A standard approach for backing up and restoring all Docker services, configurations, and data across my homelab.

Covers:

  • What to back up
  • How to back it up
  • How to restore quickly after failure

Why I needed this

Without backups:

  • Total data loss if a drive fails
  • Rebuilding containers is easy — rebuilding data is not
  • Time-consuming recovery
  • Risk of losing documents, media metadata, configs

With backups:

  • Fast recovery (minutes instead of hours/days)
  • Safe upgrades and experimentation
  • Confidence to rebuild or migrate systems

My Setup

  • Docker data:
/opt/docker/

  • NAS storage:
/mnt/sjb2/

  • Key services:
    • Jellyfin (media + metadata)
    • Paperless-ngx (documents)
    • Home Assistant (configs)
    • Others (configs only)

What Gets Backed Up

Critical Data (Must Back Up)

/opt/docker/

Includes:

  • docker-compose.yml files
  • .env files
  • config/
  • data/

External Data (Already on NAS)

/mnt/sjb2/

👉 Usually already safe (depending on NAS backup setup)


Optional (Nice to Have)

++++++++++++++++++++

Copy the part of the Docker backup guide from "Why I needed" up to and including "instead of hours/days)" word for word. The records that follow are drawn from a separate source unrelated to the text.

++++++++++++++++++++

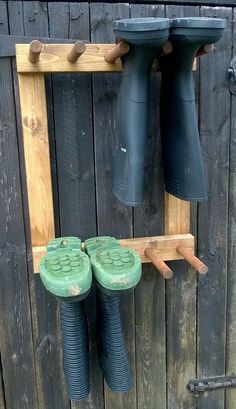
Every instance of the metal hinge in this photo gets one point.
(196, 386)
(232, 74)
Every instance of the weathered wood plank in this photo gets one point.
(165, 246)
(180, 301)
(113, 217)
(16, 344)
(150, 293)
(231, 287)
(213, 217)
(2, 394)
(177, 215)
(54, 59)
(37, 160)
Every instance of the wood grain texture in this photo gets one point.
(31, 18)
(16, 341)
(231, 286)
(53, 58)
(213, 217)
(181, 296)
(37, 160)
(113, 218)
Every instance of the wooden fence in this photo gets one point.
(176, 330)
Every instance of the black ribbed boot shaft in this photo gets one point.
(112, 351)
(75, 349)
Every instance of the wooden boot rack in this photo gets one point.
(33, 61)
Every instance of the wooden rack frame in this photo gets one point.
(50, 59)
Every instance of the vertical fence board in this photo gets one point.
(213, 218)
(51, 389)
(16, 342)
(113, 217)
(150, 293)
(181, 309)
(2, 394)
(231, 287)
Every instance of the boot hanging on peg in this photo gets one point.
(192, 260)
(77, 50)
(160, 265)
(118, 51)
(35, 49)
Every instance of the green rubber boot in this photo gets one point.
(66, 273)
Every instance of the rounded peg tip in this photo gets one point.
(160, 265)
(117, 51)
(77, 50)
(192, 260)
(35, 49)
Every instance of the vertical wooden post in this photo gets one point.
(37, 158)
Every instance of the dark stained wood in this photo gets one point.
(181, 309)
(113, 217)
(150, 293)
(231, 288)
(2, 394)
(159, 328)
(213, 215)
(51, 389)
(16, 343)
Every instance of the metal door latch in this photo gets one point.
(232, 74)
(196, 386)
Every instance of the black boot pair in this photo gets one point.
(182, 160)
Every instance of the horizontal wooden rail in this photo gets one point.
(53, 58)
(165, 247)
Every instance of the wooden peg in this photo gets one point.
(192, 260)
(77, 50)
(35, 49)
(160, 265)
(118, 51)
(206, 49)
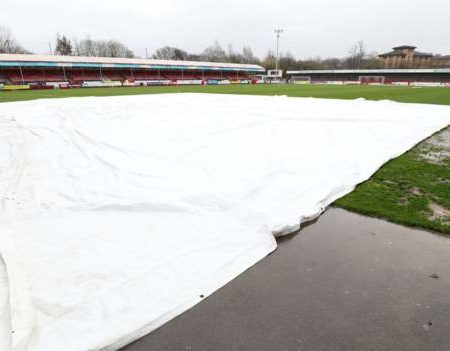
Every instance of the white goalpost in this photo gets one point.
(372, 80)
(301, 79)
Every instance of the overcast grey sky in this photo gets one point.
(312, 28)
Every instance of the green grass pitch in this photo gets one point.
(401, 191)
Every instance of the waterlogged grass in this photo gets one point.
(413, 189)
(402, 94)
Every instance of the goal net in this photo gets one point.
(301, 79)
(372, 80)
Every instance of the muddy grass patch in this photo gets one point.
(413, 189)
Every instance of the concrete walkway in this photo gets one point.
(345, 283)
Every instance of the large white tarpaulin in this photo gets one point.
(119, 213)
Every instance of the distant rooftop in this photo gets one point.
(405, 47)
(399, 51)
(20, 60)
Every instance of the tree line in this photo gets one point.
(358, 57)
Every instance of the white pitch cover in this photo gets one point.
(119, 213)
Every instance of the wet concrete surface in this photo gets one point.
(347, 282)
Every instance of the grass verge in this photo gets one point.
(413, 189)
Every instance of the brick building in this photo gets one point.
(406, 56)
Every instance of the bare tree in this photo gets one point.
(170, 53)
(101, 48)
(63, 45)
(248, 56)
(9, 45)
(214, 53)
(357, 55)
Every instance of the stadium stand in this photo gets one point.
(413, 77)
(70, 71)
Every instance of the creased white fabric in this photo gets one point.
(119, 213)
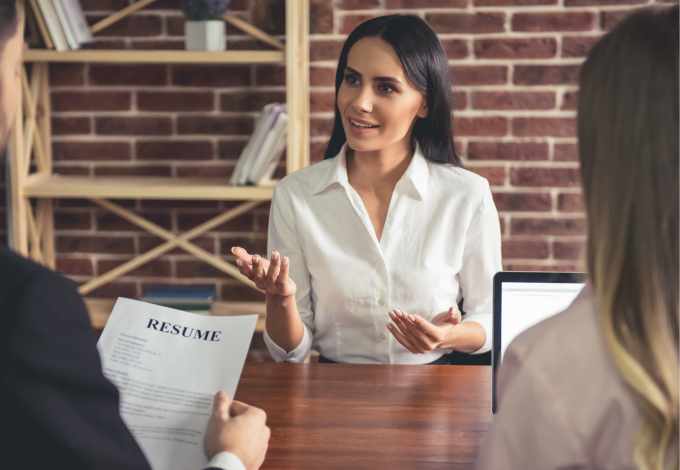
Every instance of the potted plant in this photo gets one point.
(205, 30)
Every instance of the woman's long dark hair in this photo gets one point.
(426, 66)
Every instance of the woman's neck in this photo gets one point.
(379, 170)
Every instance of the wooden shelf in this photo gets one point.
(208, 189)
(156, 57)
(100, 310)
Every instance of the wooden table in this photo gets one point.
(345, 416)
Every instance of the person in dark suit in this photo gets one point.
(57, 410)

++++++++++++++++++++

*Task response*.
Why I needed this

Without backups:

  • Total data loss if a drive fails
  • Rebuilding containers is easy — rebuilding data is not
  • Time-consuming recovery
  • Risk of losing documents, media metadata, configs

With backups:

  • Fast recovery (minutes instead of hours/days)